• [TEXTO PARA REVISAR]
Con el coronavirus respirándonos en la nuca, esta Semana Santa, que empieza mañana, tiene ya un desasosegante olor a Medioevo. Y ya que deberemos resignarnos a no respirar en los templos el tonificante aroma del incienso de las ceremonias (que es aroma hondo, espiritual), vamos a tener que aceptar que, como las pestes medievales, también esta del covid-19 termine exhalando un perturbador tufillo de postrimerías. Es decir, olor (a veces hedor) a enfermedad, a agonía, a muerte, a entierros, a cementerios, a honras fúnebres. Y allá en el fondo, tal vez también, a eternidad, a Dios.
Perdone el lector, la dureza, más que franqueza, del lenguaje, pero hay que decir, aunque aterren, las palabras que no quisiéramos pronunciar. Pero es eso lo que nos debe llevar a cuidarnos, a aceptar la cuarentena, el aislamiento social y las precauciones exigidas por las autoridades. Si no lo hacemos todos, lo que tarde o temprano llegará también a Colombia, es una “Danza de la muerte”.
El lector seguramente conoce la expresión. Como “danza de la muerte” o “danza macabra” se denominaba un género artístico, generalmente teatral, que surgió a finales del Medioevo como alegoría de la fugacidad de la vida en una época marcada por los continuos brotes de peste negra que convertían la muerte en algo cotidiano. Tal leo en una nota que lo califica como un reflejo de la ideología religiosa de la época que, por un lado, recordaba que los placeres terrenales son pasajeros y, por otro, proclamaba el poder de la muerte para igualar socialmente a los seres humanos.

• [DATOS PROPORCIONADOS]
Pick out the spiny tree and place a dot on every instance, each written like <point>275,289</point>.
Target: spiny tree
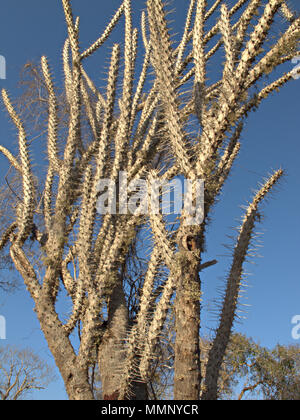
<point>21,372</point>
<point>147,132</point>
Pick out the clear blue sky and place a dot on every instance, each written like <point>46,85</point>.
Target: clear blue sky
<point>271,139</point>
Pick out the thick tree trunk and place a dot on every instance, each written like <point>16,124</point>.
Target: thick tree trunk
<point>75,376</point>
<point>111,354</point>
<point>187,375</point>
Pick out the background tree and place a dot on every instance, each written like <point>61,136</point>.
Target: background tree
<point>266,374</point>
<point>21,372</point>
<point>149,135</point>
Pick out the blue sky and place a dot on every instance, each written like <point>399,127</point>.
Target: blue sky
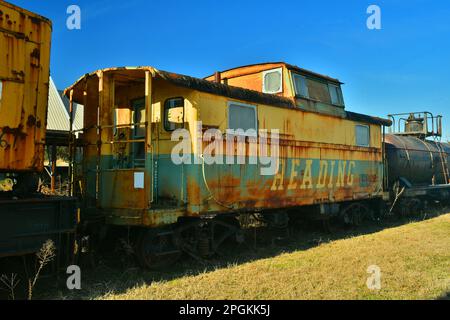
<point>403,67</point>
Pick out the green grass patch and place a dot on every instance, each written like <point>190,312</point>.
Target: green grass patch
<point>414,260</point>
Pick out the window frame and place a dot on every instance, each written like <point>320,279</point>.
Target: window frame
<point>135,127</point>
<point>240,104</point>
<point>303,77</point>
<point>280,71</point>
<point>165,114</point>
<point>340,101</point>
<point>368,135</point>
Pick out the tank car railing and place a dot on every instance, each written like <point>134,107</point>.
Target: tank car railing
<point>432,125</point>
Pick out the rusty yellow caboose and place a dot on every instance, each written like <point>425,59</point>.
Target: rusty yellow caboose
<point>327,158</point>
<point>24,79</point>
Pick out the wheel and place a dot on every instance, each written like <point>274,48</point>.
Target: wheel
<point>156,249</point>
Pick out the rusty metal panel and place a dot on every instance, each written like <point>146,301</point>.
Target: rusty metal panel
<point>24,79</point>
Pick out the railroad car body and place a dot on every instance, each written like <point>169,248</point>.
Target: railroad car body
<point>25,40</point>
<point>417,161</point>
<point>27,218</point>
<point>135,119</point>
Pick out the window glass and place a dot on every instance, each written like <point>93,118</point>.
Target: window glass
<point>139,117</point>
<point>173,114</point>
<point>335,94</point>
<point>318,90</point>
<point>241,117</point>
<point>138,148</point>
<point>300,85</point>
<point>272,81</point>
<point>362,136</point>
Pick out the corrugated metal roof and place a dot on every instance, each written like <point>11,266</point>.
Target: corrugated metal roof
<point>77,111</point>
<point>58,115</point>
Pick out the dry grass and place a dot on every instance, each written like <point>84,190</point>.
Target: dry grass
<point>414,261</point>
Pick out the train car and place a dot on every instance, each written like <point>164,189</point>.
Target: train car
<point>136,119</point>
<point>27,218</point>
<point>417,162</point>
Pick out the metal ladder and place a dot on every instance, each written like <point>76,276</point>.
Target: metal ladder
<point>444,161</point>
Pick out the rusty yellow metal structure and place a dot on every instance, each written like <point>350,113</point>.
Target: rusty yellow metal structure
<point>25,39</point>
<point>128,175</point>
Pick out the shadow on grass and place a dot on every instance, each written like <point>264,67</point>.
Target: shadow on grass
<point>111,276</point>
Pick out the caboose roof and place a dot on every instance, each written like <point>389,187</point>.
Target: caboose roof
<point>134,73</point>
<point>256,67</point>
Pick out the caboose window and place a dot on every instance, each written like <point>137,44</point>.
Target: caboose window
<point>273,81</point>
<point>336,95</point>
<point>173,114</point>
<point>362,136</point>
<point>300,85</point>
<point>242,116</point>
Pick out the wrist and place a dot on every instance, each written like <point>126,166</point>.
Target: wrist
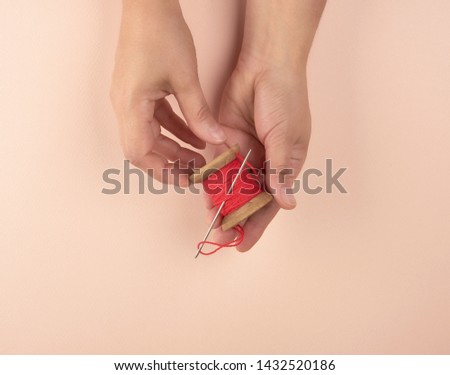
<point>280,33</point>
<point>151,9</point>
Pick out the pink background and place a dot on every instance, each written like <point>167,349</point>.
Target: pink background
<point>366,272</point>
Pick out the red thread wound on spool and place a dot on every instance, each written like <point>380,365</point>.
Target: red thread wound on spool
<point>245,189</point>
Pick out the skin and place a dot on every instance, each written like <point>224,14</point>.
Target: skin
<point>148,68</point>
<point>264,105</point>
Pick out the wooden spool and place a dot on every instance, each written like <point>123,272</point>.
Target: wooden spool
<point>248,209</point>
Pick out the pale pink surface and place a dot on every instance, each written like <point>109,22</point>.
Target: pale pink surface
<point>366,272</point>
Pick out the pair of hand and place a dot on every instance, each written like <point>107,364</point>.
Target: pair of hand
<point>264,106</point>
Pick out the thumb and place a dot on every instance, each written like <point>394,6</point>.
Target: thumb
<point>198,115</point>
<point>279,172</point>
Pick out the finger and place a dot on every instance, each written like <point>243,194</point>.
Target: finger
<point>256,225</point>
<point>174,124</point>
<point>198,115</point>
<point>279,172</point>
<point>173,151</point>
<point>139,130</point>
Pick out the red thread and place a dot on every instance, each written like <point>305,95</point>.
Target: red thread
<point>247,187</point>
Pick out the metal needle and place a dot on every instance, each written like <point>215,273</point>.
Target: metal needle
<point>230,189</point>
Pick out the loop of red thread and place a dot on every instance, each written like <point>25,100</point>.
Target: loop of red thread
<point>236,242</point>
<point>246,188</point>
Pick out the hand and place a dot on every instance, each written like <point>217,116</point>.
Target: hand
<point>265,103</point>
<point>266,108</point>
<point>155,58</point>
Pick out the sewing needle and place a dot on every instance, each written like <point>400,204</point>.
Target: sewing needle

...

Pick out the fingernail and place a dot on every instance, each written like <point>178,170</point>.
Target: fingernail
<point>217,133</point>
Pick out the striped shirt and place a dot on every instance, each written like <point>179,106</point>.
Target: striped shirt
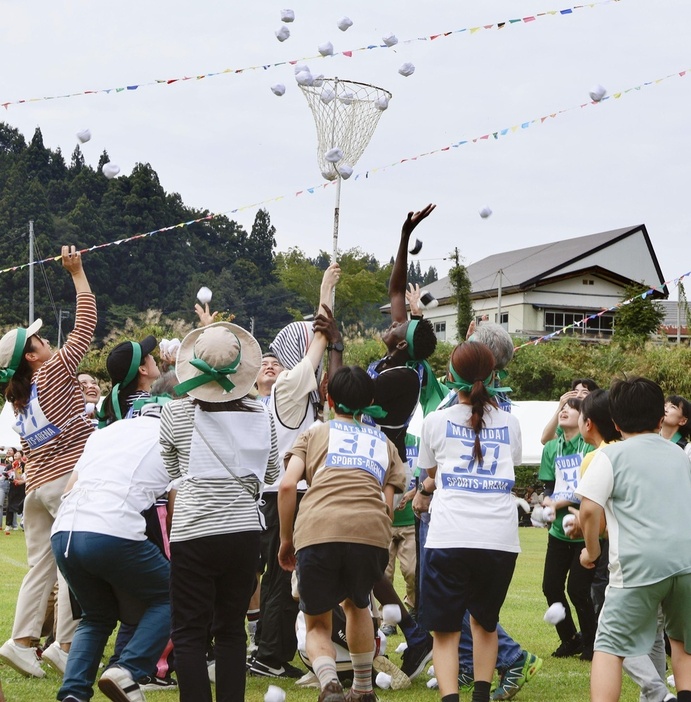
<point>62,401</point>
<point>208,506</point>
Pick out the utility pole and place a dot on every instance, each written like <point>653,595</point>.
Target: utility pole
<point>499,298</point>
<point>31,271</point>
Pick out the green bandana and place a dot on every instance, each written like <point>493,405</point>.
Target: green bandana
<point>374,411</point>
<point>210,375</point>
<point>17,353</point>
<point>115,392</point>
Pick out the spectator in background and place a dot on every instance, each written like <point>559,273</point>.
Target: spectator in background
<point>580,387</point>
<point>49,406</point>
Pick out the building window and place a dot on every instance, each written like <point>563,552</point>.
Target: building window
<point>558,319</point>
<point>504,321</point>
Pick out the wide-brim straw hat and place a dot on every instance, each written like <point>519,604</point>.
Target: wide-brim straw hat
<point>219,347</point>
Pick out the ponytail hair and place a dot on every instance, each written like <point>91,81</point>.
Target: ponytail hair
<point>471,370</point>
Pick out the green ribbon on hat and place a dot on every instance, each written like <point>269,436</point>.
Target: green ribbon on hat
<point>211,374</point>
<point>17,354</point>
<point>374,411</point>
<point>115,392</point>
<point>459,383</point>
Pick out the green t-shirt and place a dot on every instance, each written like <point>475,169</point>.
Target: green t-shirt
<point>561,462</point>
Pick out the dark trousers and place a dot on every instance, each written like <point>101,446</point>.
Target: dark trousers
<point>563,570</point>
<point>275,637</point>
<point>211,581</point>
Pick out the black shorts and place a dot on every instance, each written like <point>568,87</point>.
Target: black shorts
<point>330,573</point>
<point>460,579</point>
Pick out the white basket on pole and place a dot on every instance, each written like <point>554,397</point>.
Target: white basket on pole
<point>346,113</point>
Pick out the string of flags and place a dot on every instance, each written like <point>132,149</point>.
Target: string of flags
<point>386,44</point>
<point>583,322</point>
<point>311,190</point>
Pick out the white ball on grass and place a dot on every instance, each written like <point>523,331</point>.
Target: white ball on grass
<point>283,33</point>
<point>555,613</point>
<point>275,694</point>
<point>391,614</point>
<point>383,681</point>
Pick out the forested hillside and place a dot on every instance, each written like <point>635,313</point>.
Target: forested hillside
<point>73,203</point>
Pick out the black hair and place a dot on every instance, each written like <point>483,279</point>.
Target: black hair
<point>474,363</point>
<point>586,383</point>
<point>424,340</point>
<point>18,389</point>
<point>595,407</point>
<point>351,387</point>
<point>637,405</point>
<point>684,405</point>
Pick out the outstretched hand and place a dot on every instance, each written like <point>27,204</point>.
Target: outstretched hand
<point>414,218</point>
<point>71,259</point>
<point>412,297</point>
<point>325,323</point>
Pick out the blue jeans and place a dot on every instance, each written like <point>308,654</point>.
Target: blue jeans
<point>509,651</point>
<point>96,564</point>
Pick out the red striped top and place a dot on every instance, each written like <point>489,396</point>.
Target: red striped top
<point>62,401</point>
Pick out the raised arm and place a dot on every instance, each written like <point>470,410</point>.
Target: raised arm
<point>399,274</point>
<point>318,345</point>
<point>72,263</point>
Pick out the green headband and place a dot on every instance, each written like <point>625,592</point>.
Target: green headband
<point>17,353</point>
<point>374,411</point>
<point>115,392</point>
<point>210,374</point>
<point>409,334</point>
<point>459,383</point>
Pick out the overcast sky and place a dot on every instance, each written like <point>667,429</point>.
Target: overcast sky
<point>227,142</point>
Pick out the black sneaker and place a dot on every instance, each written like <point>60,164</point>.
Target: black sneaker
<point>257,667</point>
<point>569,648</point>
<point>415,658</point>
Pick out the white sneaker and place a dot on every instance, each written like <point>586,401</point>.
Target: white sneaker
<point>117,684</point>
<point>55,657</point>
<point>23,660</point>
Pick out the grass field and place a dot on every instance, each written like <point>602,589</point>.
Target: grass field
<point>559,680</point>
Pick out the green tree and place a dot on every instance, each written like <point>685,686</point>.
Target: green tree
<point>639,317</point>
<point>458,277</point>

• [CONSIGNA 1]
Reescribe el pasaje del texto sobre la Semana Santa y el coronavirus que empieza con "El lector seguramente" y termina después de "los seres humanos.". Sustituye "fugacidad" por "brevedad".
• [CONSIGNA 2]
Escribe la continuación del texto sobre la Semana Santa y el coronavirus a partir de su última oración.

• [RESULTADO 1]
El lector seguramente conoce la expresión. Como “danza de la muerte” o “danza macabra” se denominaba un género artístico, generalmente teatral, que surgió a finales del Medioevo como alegoría de la brevedad de la vida en una época marcada por los continuos brotes de peste negra que convertían la muerte en algo cotidiano. Tal leo en una nota que lo califica como un reflejo de la ideología religiosa de la época que, por un lado, recordaba que los placeres terrenales son pasajeros y, por otro, proclamaba el poder de la muerte para igualar socialmente a los seres humanos.

• [RESULTADO 2]
Recuerdo en este momento una saetilla o verso breve que alguna noche oí en el penumbroso corredor de un convento en Villa de Leiva, como rito final que cerraba la jornada de los frailes. Se golpeaba tres veces una tablilla, a manera de matraca pequeña, y una voz ahuecada por la nocturnidad recitaba una sentencia como esta: “De la muerte nadie escapa/ ni el rey, ni el rico, ni el Papa”. O esta otra, que recuerdo: “La cabeza más entera/ es pellejo y calavera”.
La muerte, como perturbadora realidad, se reduce en las informaciones de la pandemia que hoy nos azota a simples estadísticas, dolorosas, dolientes mejor. Decenas, centenas de muertos por día. En total, son ya varios miles las víctimas de la enfermedad. Una hecatombe. Lo dicho, una danza de la muerte. Que más allá de las cifras aturdidoras y de la amenaza imparable que se nos asoma a todos en el horizonte, nos debe llevar a pensar en lo que no nos gusta pensar: en la muerte. Un pensamiento que no debería ser esquivo ni ajeno para nadie. Menos para un creyente, y mucho menos en Semana Santa.